DATASET EXTRACT section start
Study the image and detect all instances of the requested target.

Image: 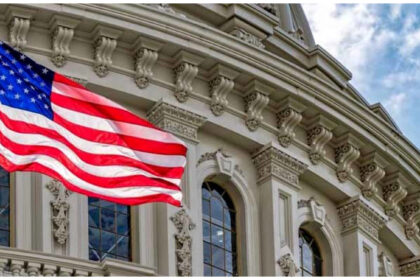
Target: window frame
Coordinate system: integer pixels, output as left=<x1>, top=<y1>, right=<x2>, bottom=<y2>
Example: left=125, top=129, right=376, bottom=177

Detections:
left=299, top=228, right=323, bottom=277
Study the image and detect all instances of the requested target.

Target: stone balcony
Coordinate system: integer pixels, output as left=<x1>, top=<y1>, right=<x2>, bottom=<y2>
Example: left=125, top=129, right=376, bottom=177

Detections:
left=0, top=247, right=156, bottom=276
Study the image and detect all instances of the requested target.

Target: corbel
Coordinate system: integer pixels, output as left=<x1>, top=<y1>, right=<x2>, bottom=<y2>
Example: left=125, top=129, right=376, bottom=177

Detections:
left=305, top=115, right=336, bottom=164
left=243, top=80, right=272, bottom=131
left=382, top=172, right=408, bottom=217
left=208, top=64, right=239, bottom=116
left=6, top=6, right=35, bottom=51
left=92, top=26, right=122, bottom=77
left=133, top=36, right=163, bottom=89
left=359, top=152, right=387, bottom=200
left=403, top=193, right=420, bottom=240
left=276, top=97, right=306, bottom=147
left=334, top=132, right=363, bottom=182
left=173, top=50, right=203, bottom=103
left=49, top=15, right=80, bottom=67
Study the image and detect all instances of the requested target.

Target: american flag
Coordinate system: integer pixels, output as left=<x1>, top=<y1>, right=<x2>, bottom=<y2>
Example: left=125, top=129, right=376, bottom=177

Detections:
left=0, top=41, right=187, bottom=206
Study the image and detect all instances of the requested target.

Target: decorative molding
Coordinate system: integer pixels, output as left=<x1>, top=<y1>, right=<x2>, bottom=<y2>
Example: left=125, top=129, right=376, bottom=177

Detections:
left=147, top=100, right=206, bottom=143
left=197, top=148, right=230, bottom=166
left=49, top=16, right=80, bottom=67
left=134, top=48, right=158, bottom=88
left=252, top=143, right=307, bottom=188
left=153, top=4, right=186, bottom=18
left=359, top=152, right=386, bottom=200
left=258, top=3, right=277, bottom=15
left=276, top=97, right=306, bottom=147
left=306, top=115, right=336, bottom=165
left=243, top=80, right=272, bottom=131
left=278, top=253, right=298, bottom=276
left=298, top=197, right=326, bottom=226
left=92, top=26, right=121, bottom=77
left=382, top=172, right=407, bottom=217
left=334, top=133, right=362, bottom=182
left=46, top=179, right=72, bottom=245
left=8, top=17, right=31, bottom=51
left=400, top=255, right=420, bottom=276
left=337, top=197, right=387, bottom=242
left=402, top=193, right=420, bottom=240
left=230, top=28, right=265, bottom=49
left=208, top=64, right=239, bottom=116
left=170, top=209, right=196, bottom=276
left=378, top=252, right=393, bottom=276
left=197, top=149, right=245, bottom=180
left=173, top=51, right=202, bottom=103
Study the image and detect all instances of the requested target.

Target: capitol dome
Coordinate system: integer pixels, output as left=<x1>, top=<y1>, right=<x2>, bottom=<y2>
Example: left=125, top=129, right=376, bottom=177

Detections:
left=0, top=3, right=419, bottom=277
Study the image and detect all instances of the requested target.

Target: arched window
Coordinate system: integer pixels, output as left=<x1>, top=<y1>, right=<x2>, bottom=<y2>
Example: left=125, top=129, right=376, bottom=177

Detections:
left=299, top=229, right=322, bottom=276
left=88, top=197, right=131, bottom=261
left=0, top=168, right=10, bottom=247
left=202, top=181, right=237, bottom=276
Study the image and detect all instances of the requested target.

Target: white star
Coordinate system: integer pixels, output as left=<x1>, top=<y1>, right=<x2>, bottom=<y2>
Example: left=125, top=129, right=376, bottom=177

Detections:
left=20, top=54, right=25, bottom=60
left=5, top=50, right=10, bottom=54
left=26, top=64, right=32, bottom=70
left=0, top=75, right=6, bottom=80
left=16, top=79, right=22, bottom=84
left=0, top=90, right=4, bottom=95
left=11, top=59, right=16, bottom=64
left=40, top=82, right=45, bottom=87
left=24, top=78, right=29, bottom=83
left=7, top=84, right=13, bottom=90
left=44, top=104, right=49, bottom=109
left=42, top=68, right=48, bottom=74
left=18, top=68, right=23, bottom=73
left=42, top=94, right=46, bottom=98
left=9, top=70, right=14, bottom=75
left=37, top=94, right=42, bottom=99
left=30, top=98, right=36, bottom=103
left=2, top=62, right=8, bottom=67
left=14, top=94, right=19, bottom=99
left=23, top=88, right=29, bottom=94
left=30, top=85, right=35, bottom=90
left=33, top=73, right=38, bottom=78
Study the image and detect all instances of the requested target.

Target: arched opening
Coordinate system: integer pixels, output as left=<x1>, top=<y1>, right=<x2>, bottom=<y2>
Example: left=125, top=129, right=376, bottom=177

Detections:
left=299, top=228, right=322, bottom=276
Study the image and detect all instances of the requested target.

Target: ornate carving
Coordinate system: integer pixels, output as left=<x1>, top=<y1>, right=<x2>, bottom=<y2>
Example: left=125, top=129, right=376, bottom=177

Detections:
left=359, top=156, right=386, bottom=200
left=209, top=76, right=234, bottom=116
left=10, top=260, right=23, bottom=276
left=134, top=48, right=158, bottom=89
left=400, top=256, right=420, bottom=276
left=276, top=98, right=305, bottom=147
left=382, top=173, right=407, bottom=217
left=402, top=195, right=420, bottom=240
left=252, top=144, right=307, bottom=188
left=244, top=91, right=269, bottom=131
left=93, top=36, right=117, bottom=77
left=46, top=179, right=72, bottom=245
left=27, top=263, right=41, bottom=276
left=170, top=209, right=196, bottom=276
left=278, top=253, right=298, bottom=276
left=51, top=26, right=74, bottom=67
left=230, top=28, right=265, bottom=49
left=306, top=124, right=333, bottom=165
left=8, top=17, right=30, bottom=51
left=147, top=100, right=206, bottom=142
left=298, top=197, right=326, bottom=226
left=258, top=4, right=277, bottom=15
left=334, top=133, right=362, bottom=182
left=337, top=198, right=387, bottom=242
left=154, top=4, right=186, bottom=18
left=197, top=148, right=230, bottom=166
left=173, top=62, right=198, bottom=103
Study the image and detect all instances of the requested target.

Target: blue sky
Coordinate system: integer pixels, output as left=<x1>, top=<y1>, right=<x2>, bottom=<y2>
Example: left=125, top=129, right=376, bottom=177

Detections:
left=302, top=4, right=420, bottom=149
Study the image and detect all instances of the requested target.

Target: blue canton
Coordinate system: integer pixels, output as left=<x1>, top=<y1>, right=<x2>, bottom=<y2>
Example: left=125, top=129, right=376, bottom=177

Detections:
left=0, top=41, right=54, bottom=120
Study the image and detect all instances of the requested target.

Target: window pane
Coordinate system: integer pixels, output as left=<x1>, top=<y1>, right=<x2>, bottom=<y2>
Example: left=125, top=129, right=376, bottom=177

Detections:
left=224, top=230, right=232, bottom=251
left=212, top=267, right=225, bottom=276
left=203, top=242, right=211, bottom=264
left=117, top=213, right=129, bottom=235
left=0, top=229, right=8, bottom=246
left=88, top=206, right=99, bottom=228
left=299, top=229, right=322, bottom=276
left=0, top=170, right=8, bottom=186
left=0, top=187, right=9, bottom=207
left=101, top=200, right=115, bottom=210
left=225, top=252, right=233, bottom=273
left=89, top=228, right=100, bottom=249
left=116, top=204, right=128, bottom=214
left=204, top=264, right=212, bottom=276
left=224, top=209, right=231, bottom=230
left=210, top=197, right=224, bottom=226
left=211, top=224, right=224, bottom=248
left=101, top=231, right=116, bottom=254
left=302, top=243, right=313, bottom=272
left=117, top=236, right=129, bottom=258
left=202, top=199, right=210, bottom=221
left=203, top=221, right=210, bottom=243
left=212, top=245, right=224, bottom=269
left=101, top=208, right=115, bottom=232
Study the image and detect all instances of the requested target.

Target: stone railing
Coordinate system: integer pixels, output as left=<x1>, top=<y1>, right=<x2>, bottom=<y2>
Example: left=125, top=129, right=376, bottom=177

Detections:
left=0, top=247, right=156, bottom=276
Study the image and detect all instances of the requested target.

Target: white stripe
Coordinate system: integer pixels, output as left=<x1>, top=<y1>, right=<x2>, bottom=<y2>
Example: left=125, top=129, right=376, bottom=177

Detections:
left=51, top=83, right=184, bottom=146
left=1, top=104, right=186, bottom=168
left=0, top=117, right=181, bottom=186
left=0, top=140, right=182, bottom=201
DATASET EXTRACT section end
## PROBLEM REQUIREMENTS
Once you have counted the lines of the data that contain the word "stone", please reply with that number alone.

## RESPONSE TO THE TASK
2